TASK STATEMENT: Please pull out each row below that contains the word "black". Upper and lower case must match.

RECORDS TO PROCESS:
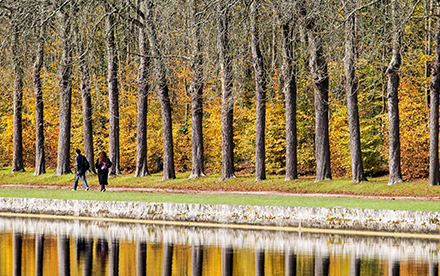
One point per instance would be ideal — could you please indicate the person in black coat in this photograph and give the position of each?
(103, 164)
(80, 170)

...

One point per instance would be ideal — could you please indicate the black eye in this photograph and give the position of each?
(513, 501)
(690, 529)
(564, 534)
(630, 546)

RESPONSE BELOW:
One point per instance would be ideal — could you please indicate the person in black coat in this photograph and give the position of each?
One point per instance would be ideal — could you please indicate the black eye in this photograph and give the position of each?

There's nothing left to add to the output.